What is needed —
Please repeat the data in full, character for character.

==*==

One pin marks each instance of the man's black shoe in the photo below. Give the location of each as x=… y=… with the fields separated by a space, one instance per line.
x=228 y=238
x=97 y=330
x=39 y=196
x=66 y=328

==*==

Response area —
One pin marks each instance of the man's black shoe in the photo below. Give the location of each as x=… y=… with the fields separated by a space, one instance per line.
x=228 y=238
x=97 y=330
x=39 y=196
x=66 y=328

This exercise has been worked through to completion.